▼▼▼
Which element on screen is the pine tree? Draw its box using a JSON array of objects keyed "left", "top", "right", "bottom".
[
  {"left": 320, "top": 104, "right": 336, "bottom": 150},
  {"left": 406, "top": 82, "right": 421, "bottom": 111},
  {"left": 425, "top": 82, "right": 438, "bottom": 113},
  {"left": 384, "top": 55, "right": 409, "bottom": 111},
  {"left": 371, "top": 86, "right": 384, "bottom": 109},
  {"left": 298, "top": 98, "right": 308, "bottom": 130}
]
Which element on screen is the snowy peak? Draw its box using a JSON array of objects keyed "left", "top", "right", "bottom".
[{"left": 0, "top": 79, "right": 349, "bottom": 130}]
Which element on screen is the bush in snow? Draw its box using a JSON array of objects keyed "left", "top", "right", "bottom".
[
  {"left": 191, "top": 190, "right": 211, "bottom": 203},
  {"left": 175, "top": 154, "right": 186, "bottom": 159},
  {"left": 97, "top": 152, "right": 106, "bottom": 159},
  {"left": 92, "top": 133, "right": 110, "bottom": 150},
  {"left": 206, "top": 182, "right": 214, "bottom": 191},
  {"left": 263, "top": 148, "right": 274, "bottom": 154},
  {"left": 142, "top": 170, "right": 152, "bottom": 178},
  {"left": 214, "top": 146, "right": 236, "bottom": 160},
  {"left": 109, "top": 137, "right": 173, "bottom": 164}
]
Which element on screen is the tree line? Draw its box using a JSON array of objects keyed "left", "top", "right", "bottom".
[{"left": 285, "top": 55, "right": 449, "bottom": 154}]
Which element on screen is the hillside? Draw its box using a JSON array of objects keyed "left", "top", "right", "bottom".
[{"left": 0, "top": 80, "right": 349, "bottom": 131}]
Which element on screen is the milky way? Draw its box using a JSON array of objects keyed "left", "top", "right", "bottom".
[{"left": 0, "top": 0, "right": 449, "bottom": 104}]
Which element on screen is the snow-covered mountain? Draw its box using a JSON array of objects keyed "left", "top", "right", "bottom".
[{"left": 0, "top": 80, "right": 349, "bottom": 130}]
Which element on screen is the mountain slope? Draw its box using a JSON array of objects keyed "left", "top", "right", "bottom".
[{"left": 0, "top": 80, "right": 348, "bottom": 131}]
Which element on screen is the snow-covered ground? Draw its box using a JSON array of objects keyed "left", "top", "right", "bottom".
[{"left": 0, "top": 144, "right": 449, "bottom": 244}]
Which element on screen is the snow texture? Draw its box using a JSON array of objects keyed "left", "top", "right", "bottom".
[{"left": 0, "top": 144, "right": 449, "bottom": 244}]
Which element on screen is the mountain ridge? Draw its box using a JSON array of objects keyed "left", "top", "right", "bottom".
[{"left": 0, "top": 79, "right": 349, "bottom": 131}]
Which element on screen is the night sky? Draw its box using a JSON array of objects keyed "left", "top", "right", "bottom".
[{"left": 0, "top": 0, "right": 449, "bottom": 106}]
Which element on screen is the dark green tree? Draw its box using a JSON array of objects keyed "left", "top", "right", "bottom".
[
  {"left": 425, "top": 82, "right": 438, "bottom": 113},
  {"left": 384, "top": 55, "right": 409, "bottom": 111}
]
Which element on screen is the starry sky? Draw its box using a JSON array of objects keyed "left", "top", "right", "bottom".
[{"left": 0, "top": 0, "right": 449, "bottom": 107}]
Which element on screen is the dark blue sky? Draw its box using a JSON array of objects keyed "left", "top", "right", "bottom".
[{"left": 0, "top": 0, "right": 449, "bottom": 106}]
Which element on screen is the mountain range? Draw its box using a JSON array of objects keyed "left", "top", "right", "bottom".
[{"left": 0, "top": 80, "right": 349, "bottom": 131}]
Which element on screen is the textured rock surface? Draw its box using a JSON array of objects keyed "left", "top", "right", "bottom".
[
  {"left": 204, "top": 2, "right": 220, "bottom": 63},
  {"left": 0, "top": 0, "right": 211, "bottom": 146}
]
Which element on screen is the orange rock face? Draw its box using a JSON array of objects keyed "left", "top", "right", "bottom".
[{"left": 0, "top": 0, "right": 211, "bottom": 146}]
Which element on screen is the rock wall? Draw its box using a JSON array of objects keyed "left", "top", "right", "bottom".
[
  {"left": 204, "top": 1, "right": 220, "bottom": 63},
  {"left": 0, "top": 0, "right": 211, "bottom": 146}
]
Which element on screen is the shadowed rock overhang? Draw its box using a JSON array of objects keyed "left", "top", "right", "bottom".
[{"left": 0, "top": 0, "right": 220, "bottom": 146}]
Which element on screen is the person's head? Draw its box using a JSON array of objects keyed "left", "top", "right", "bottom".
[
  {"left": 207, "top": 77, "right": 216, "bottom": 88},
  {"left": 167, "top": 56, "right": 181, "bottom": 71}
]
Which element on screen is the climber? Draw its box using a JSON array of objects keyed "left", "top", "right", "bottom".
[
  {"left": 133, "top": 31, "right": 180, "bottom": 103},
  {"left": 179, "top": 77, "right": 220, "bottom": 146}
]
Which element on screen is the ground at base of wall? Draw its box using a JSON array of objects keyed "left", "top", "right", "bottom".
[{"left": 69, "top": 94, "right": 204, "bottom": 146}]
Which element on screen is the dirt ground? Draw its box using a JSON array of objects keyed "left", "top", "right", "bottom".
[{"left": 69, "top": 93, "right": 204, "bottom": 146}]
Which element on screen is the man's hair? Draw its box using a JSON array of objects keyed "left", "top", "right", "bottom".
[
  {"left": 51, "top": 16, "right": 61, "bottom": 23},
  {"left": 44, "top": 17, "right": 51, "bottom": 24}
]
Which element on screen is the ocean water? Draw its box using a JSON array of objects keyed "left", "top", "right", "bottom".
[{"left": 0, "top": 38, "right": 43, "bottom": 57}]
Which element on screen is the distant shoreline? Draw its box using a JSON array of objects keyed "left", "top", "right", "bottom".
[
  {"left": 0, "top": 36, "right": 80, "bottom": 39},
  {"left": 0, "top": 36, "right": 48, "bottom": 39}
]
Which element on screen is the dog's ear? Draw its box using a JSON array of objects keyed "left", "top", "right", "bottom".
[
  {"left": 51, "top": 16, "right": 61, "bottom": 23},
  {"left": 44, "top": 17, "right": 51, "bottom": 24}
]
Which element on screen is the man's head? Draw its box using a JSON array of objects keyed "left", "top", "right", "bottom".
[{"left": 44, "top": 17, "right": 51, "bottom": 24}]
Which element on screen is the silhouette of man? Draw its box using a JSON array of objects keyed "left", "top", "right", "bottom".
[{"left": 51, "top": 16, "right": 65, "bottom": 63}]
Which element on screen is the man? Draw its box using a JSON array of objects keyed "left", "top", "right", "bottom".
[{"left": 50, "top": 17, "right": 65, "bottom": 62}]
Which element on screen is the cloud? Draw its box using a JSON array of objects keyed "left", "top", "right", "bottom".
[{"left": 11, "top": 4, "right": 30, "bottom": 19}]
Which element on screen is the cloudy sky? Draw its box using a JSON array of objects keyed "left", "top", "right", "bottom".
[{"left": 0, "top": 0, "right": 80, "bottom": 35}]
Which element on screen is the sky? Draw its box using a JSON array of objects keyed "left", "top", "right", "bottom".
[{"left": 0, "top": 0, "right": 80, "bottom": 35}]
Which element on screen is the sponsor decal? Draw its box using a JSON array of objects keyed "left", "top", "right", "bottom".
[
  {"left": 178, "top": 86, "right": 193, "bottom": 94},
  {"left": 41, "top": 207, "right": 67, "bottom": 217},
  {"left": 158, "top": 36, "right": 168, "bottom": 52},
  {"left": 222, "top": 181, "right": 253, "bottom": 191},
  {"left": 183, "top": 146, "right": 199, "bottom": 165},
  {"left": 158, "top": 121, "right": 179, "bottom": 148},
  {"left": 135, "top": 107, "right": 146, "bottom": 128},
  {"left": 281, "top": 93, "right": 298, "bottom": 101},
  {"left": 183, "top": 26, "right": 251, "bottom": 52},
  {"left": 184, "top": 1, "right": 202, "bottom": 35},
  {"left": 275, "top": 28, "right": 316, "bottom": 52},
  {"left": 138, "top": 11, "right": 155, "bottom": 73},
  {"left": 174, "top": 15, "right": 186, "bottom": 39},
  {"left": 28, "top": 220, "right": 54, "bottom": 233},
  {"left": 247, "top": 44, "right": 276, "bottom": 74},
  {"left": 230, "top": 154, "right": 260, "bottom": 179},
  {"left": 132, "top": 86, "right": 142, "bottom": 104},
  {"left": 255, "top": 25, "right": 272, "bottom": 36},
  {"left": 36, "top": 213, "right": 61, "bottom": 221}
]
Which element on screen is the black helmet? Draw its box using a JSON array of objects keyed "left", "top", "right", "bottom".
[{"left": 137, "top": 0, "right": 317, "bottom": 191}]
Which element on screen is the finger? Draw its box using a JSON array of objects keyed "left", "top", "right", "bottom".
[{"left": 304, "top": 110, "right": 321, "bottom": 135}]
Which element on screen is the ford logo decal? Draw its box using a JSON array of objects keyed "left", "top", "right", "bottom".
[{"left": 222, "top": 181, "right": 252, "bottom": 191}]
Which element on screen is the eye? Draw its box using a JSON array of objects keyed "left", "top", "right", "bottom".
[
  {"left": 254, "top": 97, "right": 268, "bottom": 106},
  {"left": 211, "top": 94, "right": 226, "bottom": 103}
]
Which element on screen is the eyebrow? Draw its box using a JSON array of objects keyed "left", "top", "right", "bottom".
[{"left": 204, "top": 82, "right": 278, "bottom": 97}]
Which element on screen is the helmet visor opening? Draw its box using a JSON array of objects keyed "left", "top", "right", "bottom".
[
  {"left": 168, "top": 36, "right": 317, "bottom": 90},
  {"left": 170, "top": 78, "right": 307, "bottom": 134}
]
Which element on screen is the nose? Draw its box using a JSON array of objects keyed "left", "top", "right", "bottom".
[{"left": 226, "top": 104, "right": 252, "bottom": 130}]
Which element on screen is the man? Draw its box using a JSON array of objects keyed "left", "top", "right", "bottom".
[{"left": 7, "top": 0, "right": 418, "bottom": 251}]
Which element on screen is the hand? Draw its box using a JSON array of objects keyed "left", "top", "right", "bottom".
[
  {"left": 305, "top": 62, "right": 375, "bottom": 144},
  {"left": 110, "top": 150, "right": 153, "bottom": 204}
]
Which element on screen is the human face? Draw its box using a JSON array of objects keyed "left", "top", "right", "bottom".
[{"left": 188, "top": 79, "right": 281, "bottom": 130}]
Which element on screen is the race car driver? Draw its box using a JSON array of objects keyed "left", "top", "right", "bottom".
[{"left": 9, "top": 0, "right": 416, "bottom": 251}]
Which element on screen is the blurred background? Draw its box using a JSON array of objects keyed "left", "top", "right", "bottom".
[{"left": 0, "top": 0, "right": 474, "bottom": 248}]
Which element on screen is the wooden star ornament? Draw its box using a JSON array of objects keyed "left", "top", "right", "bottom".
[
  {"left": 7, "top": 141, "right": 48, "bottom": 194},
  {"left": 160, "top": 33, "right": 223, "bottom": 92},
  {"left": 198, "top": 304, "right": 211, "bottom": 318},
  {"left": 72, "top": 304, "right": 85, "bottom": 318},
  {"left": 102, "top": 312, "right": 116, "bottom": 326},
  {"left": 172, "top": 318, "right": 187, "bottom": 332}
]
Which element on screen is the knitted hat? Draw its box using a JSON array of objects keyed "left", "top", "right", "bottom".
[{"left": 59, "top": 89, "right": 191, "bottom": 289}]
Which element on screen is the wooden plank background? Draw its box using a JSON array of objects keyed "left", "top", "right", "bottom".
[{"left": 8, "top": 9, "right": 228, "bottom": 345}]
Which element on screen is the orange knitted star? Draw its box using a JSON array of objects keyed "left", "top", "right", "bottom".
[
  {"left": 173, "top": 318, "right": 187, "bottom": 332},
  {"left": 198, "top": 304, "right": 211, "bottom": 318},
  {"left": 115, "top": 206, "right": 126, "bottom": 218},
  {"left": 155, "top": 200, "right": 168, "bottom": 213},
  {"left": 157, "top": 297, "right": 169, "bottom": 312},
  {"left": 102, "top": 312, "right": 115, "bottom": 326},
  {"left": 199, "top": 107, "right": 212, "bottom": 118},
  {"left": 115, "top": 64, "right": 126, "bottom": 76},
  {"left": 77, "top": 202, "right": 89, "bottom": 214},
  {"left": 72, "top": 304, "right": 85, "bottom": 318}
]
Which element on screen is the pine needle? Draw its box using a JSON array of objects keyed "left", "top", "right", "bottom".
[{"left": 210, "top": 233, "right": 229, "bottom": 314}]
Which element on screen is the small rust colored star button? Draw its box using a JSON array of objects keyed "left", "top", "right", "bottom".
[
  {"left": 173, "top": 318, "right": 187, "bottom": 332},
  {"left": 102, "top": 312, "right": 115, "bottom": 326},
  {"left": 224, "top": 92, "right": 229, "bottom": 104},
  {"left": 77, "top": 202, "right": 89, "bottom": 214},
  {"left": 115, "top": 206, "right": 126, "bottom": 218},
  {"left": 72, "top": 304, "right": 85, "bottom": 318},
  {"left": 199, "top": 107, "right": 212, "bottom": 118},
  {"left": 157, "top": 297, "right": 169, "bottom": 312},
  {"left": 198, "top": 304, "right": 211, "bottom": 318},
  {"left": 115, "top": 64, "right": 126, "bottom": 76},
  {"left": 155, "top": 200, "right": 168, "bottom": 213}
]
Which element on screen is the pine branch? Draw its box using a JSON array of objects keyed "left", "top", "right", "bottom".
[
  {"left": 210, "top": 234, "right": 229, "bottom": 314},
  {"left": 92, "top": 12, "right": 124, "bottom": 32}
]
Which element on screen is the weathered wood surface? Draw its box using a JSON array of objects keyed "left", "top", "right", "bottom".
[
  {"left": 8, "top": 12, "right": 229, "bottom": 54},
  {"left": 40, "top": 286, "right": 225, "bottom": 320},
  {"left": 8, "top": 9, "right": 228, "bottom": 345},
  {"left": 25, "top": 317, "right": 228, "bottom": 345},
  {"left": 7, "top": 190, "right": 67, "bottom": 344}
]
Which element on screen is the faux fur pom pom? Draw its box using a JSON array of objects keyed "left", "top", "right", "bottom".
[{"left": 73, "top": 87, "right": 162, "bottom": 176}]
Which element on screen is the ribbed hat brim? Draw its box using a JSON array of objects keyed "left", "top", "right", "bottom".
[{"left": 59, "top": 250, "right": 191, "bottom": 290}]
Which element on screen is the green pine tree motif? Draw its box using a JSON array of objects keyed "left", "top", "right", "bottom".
▲▲▲
» **WHAT TO DO**: Can you quote the listing word for word, starting at the line that contains "Which element on screen is the faux" and continuing through its final line?

» **ANSWER TO THIS EXERCISE**:
Which element on screen is the faux fur pom pom? Draw its box using a JSON array of objects keyed "left", "top", "right", "bottom".
[{"left": 73, "top": 87, "right": 162, "bottom": 176}]
Which element on screen is the ribbed hat brim? Draw its box using a JSON array of objects keyed "left", "top", "right", "bottom".
[{"left": 59, "top": 250, "right": 191, "bottom": 290}]
Which element on screen is the green pine tree motif? Draw its box using a JSON array of objects keyed "left", "top", "right", "bottom".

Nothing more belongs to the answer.